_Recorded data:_
%%
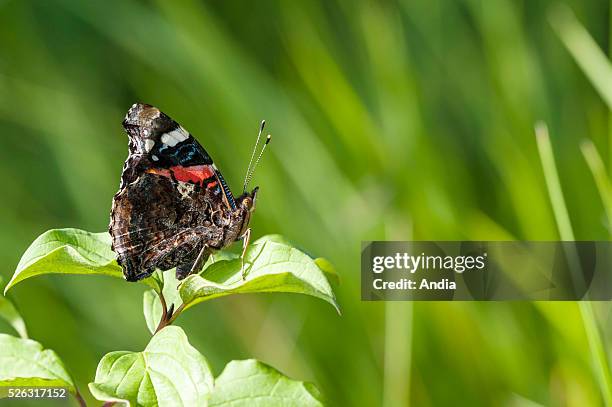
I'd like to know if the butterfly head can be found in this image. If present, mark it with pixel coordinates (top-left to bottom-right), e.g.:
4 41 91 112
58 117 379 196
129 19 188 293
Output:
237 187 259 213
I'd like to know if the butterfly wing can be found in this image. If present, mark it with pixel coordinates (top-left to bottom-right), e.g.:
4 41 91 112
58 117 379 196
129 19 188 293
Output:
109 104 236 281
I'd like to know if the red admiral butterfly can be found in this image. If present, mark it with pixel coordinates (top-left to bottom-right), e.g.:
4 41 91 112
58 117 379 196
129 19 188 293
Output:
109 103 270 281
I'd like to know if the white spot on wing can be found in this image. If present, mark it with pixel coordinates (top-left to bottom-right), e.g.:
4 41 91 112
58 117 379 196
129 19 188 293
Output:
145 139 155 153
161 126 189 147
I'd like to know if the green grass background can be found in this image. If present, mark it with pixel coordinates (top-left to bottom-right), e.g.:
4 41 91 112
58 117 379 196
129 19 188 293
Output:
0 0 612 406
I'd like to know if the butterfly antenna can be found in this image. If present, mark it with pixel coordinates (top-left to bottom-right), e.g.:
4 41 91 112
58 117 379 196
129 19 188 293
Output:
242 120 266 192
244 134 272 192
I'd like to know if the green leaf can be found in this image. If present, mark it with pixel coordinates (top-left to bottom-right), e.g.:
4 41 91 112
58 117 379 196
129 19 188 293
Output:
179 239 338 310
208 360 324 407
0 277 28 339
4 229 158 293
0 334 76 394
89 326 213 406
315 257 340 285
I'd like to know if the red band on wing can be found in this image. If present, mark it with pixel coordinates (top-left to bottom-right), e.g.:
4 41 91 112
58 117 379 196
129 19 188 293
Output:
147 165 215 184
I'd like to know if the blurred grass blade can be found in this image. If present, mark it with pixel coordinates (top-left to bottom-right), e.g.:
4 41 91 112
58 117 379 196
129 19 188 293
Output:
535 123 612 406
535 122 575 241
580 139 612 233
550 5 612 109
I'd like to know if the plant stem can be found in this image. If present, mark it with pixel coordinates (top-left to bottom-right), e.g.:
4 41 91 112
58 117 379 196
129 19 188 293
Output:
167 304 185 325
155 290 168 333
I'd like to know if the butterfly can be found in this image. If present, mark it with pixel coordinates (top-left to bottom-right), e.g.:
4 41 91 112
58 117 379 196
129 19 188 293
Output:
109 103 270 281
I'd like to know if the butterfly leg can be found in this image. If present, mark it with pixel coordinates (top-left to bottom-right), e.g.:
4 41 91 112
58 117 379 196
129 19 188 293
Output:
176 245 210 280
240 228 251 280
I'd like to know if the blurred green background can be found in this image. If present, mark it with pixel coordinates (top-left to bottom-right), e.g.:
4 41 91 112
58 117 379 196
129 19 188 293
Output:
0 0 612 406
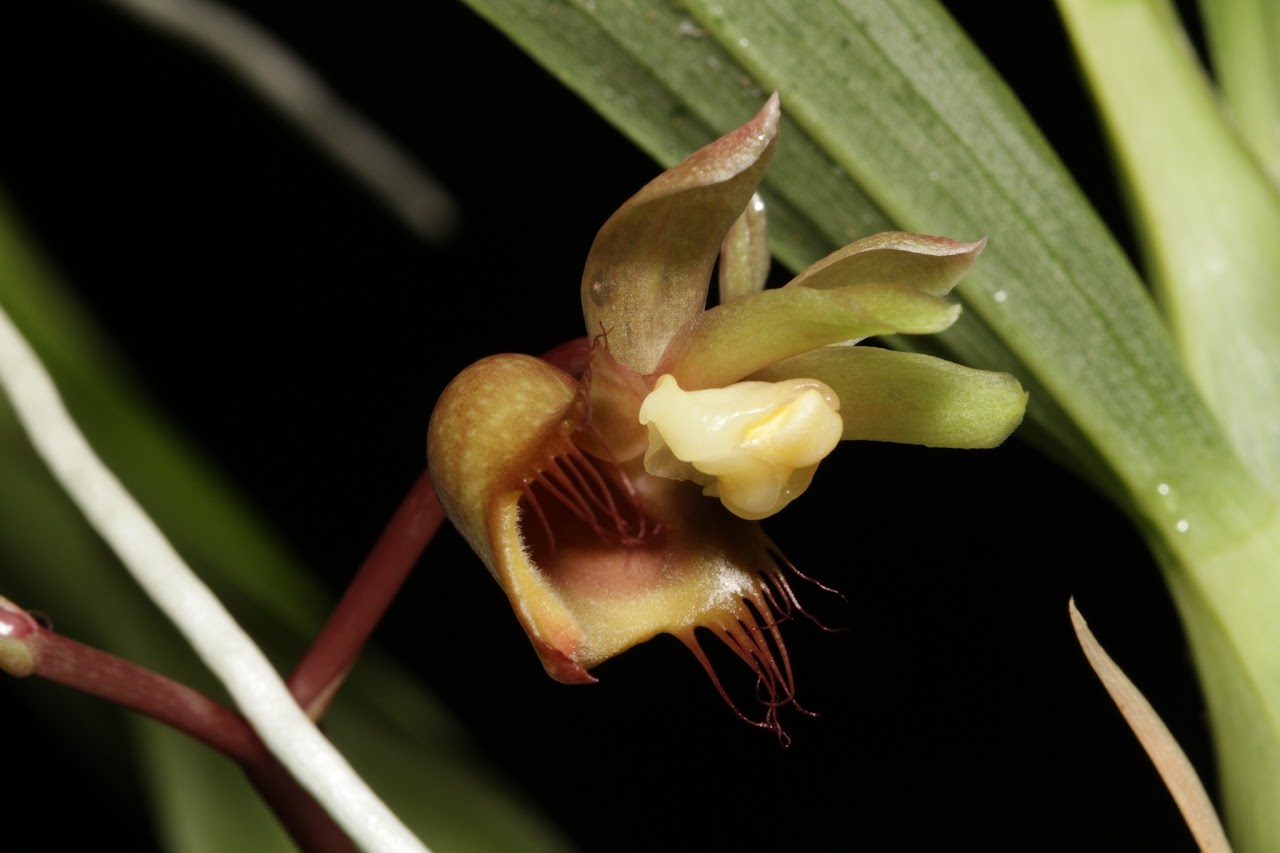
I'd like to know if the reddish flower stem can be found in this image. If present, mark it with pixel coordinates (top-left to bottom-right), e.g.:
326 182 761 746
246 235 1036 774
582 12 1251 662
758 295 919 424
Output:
%%
_AIM OF THE TASK:_ Rewrite every line, beginning at the line that has "I'd like to know if the white" and stopping after the line that has "244 134 272 192", with the entry wording kept as it is. Add -99 to each number in the answer coordinates, and leave the format sample coordinates unchanged.

_COMPLETED TASK:_
I'd like to know if the white spot on wing can be found in this image. If present, mark it with pixel coordinates (top-left to bottom-right), e.g.:
4 41 91 112
58 117 379 196
129 19 188 293
Output:
46 40 56 54
62 27 90 48
I'd like to know if the green grass background can be found in this image. If present, mark it with pixel coordinates (top-left to bottom-right), e.g.:
4 41 91 112
58 117 379 196
129 19 188 293
Output:
-99 -99 513 307
I'd like to know if the butterfly antenna can be found in this image. If present, mark it with pixel coordinates (top-left to bottom-right), e.g.:
4 41 91 112
58 117 379 196
129 19 188 293
Output:
143 21 167 93
145 35 173 93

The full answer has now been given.